#### DATASET CONTENT

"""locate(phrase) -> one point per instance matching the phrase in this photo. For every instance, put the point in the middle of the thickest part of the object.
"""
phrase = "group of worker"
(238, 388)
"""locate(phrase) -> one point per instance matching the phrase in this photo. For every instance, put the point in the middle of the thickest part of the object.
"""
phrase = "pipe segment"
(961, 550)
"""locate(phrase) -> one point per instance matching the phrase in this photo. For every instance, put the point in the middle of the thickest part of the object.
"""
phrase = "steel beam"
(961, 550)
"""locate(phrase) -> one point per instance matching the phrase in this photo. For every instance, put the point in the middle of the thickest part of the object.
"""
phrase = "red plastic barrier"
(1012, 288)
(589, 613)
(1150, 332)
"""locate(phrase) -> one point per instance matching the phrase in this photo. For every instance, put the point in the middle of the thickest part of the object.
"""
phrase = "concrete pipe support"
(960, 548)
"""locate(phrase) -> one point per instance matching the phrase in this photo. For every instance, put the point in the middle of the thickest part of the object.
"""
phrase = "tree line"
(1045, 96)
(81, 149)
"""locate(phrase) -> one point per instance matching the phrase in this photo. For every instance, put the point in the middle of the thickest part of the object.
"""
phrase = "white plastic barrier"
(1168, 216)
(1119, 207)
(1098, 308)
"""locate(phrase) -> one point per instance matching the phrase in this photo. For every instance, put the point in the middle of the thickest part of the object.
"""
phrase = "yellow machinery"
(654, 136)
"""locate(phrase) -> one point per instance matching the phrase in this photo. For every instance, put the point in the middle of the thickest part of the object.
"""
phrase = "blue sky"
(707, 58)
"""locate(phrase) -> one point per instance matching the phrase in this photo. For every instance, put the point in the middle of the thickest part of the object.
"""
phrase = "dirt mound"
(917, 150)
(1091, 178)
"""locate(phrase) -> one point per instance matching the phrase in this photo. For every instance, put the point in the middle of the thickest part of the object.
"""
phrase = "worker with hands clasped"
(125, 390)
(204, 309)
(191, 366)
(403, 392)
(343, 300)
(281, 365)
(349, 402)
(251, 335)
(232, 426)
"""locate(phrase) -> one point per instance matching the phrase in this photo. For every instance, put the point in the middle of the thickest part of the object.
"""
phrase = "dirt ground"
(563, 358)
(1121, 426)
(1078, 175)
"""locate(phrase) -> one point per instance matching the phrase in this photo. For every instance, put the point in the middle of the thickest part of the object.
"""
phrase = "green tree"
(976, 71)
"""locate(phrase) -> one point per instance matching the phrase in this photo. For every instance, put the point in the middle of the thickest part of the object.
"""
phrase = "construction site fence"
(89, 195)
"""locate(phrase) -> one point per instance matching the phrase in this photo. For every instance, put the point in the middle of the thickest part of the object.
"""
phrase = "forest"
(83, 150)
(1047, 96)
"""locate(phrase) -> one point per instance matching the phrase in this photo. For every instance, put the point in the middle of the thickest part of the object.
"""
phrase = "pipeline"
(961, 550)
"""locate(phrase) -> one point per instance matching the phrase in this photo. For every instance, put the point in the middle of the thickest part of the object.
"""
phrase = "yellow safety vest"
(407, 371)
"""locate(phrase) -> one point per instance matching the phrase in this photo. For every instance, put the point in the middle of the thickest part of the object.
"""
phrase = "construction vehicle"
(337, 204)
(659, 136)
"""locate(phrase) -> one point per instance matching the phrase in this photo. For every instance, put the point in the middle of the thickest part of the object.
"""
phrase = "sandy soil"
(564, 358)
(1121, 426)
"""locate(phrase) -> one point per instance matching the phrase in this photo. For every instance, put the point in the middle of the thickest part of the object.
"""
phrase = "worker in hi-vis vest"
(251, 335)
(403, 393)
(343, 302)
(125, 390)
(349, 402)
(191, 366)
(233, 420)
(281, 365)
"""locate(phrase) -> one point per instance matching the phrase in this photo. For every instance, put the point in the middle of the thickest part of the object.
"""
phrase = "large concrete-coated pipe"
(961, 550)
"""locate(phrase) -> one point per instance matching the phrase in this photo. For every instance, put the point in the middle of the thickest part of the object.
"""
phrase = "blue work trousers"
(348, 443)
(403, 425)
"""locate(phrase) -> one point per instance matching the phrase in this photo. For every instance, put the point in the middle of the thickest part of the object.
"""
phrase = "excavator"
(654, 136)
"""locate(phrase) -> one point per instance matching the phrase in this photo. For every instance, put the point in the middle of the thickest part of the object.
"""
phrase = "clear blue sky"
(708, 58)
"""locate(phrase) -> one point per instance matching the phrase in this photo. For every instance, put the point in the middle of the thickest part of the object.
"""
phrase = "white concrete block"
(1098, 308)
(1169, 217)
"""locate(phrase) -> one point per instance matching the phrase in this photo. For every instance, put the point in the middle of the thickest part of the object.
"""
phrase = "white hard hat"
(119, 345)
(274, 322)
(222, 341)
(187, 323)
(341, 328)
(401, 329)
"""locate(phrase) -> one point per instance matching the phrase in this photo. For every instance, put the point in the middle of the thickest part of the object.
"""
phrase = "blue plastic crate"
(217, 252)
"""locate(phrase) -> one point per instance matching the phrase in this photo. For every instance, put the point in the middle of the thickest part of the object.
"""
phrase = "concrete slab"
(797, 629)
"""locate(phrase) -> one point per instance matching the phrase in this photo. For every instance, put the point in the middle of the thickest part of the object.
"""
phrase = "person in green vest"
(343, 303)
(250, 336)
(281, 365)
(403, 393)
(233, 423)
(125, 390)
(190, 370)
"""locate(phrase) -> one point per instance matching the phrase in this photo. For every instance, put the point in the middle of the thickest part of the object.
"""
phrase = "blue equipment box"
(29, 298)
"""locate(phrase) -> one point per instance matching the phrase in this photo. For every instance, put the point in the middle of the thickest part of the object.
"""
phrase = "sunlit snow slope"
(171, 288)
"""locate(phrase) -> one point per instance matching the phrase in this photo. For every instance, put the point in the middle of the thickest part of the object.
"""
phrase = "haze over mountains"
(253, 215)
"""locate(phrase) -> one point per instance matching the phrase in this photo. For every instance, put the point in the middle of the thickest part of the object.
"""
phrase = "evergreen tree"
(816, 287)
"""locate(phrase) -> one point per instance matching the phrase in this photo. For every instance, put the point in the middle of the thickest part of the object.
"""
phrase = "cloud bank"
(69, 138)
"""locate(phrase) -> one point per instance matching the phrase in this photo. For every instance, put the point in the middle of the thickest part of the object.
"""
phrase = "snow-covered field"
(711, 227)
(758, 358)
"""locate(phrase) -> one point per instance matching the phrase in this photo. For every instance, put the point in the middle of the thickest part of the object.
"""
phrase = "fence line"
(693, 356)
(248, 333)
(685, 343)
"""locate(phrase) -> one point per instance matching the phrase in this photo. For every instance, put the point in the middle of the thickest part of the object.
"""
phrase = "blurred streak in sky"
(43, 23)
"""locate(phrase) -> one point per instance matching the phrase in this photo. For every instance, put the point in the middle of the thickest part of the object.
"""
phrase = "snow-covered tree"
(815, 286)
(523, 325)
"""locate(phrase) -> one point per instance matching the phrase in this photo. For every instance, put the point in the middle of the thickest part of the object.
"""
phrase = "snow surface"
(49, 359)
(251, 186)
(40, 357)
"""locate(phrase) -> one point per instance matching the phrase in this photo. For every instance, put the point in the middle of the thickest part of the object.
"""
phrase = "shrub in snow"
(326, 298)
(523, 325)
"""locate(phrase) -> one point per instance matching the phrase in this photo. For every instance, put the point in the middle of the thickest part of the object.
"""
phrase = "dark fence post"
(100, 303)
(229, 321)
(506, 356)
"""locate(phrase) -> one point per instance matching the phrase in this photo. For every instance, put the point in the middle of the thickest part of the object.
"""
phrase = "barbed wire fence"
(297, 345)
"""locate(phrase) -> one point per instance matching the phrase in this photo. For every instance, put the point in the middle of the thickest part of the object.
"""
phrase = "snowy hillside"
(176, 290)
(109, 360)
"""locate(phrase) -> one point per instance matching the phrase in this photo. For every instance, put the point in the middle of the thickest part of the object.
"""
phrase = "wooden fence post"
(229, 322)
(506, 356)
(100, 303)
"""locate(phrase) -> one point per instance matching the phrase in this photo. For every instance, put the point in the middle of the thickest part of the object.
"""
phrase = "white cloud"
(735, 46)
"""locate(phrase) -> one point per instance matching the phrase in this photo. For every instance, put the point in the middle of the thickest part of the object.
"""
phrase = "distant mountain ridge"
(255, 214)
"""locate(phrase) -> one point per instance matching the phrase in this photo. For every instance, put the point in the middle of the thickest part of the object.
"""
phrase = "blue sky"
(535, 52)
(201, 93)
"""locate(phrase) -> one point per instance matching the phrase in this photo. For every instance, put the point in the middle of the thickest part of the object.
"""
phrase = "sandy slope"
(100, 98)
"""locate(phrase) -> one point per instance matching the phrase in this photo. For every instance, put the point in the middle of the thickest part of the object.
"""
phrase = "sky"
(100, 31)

########

### TASK DIRECTIONS
Gather every line of the material above that contains the word "yellow".

### SOLUTION TO THIS EXERCISE
phrase = "yellow machinery"
phrase = "yellow safety vest"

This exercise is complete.